** MATERIAL FOR THIS EXERCISE **
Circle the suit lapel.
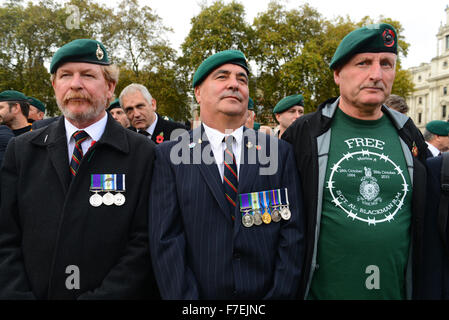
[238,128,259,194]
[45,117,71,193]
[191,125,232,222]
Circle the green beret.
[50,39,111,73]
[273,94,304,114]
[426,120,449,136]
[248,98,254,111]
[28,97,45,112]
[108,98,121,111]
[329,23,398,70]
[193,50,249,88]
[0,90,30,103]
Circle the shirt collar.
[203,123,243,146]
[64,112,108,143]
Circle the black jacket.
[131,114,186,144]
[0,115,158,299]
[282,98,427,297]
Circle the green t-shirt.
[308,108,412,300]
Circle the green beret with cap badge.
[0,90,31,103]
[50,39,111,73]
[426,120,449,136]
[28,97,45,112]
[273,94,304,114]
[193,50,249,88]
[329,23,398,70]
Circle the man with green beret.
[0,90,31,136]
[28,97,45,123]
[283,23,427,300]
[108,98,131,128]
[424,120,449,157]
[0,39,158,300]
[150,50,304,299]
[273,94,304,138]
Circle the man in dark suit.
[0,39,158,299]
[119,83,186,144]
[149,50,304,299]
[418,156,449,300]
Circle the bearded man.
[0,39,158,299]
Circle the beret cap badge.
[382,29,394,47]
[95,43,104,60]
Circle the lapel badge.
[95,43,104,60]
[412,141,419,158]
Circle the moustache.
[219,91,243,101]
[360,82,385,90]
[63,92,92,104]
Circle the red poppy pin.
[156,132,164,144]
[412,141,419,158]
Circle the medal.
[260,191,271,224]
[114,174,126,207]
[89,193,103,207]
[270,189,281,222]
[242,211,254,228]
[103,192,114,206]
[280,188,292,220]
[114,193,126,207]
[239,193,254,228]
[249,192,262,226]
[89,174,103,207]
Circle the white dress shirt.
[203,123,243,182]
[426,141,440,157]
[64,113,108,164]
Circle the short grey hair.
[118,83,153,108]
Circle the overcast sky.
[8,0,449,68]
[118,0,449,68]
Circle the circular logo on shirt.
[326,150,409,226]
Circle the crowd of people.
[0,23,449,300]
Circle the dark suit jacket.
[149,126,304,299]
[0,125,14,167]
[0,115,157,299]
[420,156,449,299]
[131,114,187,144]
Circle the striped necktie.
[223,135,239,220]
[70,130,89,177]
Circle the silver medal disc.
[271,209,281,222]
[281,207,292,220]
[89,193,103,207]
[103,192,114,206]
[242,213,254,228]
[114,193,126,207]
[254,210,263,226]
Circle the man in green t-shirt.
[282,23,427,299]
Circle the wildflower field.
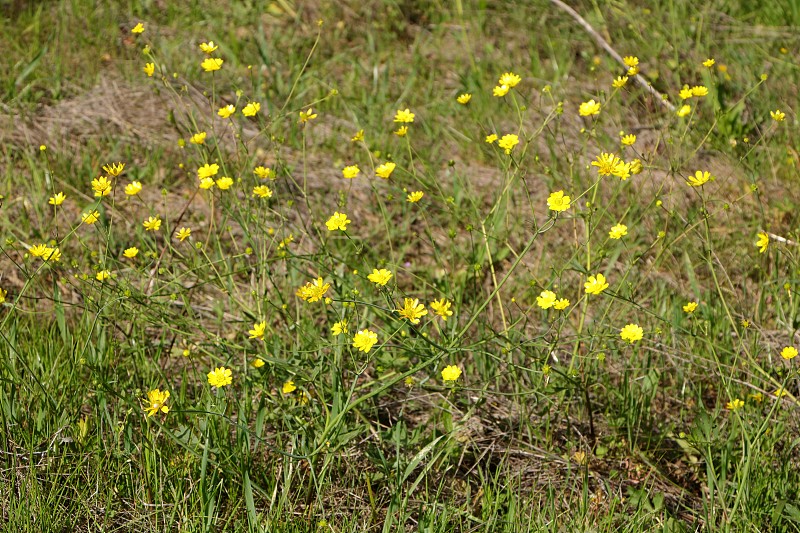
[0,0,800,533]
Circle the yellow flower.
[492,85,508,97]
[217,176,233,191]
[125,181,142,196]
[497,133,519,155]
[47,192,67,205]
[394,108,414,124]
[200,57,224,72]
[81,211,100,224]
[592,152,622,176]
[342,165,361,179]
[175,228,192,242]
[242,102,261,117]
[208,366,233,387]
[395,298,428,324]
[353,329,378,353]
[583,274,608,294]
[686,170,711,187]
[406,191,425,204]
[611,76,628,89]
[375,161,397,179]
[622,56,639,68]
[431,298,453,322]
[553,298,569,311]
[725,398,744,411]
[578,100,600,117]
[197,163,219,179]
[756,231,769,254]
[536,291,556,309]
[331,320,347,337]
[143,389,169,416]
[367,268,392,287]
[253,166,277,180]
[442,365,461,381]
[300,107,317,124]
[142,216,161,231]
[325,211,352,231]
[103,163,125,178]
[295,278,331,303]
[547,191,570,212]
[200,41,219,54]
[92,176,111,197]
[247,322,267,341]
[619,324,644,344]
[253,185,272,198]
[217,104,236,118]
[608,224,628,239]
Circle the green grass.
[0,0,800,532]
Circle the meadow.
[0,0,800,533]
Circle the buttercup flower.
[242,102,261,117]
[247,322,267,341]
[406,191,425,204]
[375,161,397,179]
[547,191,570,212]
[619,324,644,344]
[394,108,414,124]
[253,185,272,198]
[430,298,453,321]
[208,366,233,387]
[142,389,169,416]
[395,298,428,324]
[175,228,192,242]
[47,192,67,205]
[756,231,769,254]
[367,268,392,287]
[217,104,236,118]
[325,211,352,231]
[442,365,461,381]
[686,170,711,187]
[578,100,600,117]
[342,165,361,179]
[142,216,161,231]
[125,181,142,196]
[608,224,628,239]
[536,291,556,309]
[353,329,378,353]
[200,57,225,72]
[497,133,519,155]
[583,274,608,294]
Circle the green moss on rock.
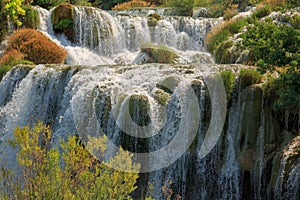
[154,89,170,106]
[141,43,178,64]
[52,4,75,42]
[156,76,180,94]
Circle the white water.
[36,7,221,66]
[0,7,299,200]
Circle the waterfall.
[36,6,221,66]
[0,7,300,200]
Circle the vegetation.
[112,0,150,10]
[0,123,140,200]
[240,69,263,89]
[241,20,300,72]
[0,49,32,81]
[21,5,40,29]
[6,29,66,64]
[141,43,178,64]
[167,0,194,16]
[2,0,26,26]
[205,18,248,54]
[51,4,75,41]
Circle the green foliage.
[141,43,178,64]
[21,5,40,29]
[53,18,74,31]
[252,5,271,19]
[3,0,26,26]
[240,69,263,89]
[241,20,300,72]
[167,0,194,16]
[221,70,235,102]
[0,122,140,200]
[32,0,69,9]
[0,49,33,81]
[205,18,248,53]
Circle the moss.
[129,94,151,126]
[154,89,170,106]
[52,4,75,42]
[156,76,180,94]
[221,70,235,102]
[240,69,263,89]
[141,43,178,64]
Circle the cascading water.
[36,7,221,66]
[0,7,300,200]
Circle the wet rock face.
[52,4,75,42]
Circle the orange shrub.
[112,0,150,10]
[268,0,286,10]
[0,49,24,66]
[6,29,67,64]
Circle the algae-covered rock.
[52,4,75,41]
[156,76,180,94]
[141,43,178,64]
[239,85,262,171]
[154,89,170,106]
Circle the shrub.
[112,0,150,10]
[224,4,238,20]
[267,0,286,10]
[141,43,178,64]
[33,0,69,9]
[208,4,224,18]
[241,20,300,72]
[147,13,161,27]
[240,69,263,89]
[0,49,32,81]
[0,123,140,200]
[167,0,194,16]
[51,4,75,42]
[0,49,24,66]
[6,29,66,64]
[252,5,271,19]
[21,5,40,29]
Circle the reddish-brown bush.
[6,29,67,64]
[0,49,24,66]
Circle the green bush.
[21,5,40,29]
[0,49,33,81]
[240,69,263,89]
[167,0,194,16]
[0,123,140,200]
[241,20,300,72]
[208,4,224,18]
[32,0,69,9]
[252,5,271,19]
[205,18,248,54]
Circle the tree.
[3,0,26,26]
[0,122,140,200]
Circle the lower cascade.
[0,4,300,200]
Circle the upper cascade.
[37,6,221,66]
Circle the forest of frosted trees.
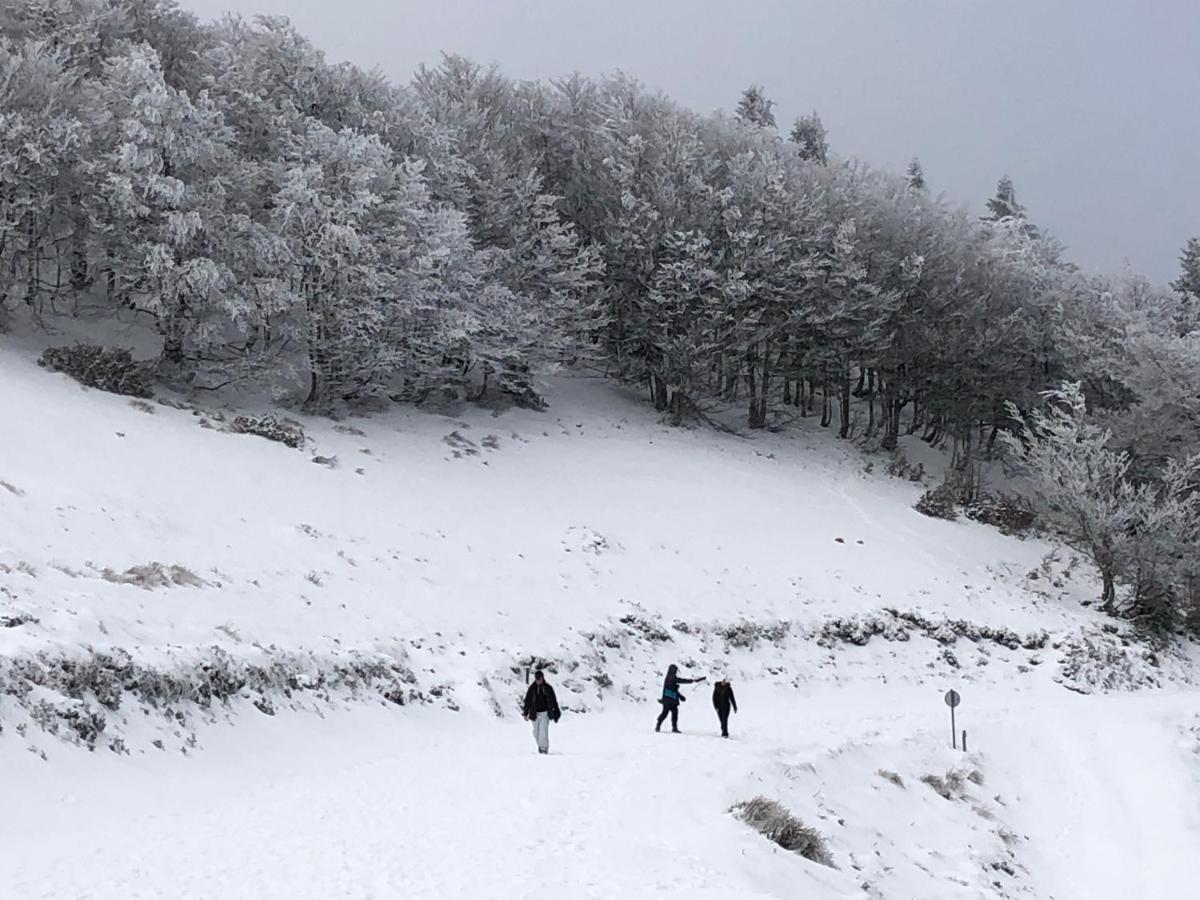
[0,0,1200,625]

==

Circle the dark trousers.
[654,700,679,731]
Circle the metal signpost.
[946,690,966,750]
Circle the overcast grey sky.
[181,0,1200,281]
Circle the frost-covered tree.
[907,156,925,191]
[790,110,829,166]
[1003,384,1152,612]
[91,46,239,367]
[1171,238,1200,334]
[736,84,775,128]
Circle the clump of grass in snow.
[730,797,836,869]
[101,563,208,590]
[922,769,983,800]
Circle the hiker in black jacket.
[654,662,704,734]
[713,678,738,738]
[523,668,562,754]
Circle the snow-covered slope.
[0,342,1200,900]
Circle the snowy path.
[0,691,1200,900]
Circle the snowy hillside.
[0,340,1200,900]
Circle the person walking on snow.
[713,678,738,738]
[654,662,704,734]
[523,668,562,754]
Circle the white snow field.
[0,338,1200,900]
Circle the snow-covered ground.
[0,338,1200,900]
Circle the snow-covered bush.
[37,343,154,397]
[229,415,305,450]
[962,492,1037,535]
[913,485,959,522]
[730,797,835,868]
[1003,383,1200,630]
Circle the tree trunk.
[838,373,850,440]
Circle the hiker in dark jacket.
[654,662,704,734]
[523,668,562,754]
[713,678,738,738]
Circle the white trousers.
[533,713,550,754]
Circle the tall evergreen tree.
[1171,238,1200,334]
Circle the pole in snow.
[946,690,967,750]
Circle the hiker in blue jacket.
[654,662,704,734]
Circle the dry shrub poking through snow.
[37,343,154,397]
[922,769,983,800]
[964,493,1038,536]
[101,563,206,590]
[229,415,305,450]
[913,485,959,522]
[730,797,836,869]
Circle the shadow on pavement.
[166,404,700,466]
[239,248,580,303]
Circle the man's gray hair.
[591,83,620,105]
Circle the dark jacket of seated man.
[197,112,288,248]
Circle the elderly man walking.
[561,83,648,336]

** EXERCISE TASK **
Copy the rows above exactly, starting at the line that contains "Circle the suit lapel." and ending at the line that contains "[282,98,427,297]", and leave the pictures out of your answer.

** EXERCISE RESPONSE **
Circle the suit lapel.
[238,128,259,194]
[45,117,71,193]
[191,125,232,222]
Circle the green beret.
[50,39,111,73]
[273,94,304,114]
[426,120,449,136]
[248,98,254,111]
[28,97,45,112]
[108,98,121,111]
[329,23,398,70]
[193,50,249,88]
[0,90,30,103]
Circle the shirt collar.
[203,123,243,146]
[64,112,108,143]
Circle the black jacket.
[131,114,186,144]
[0,115,158,299]
[282,98,427,297]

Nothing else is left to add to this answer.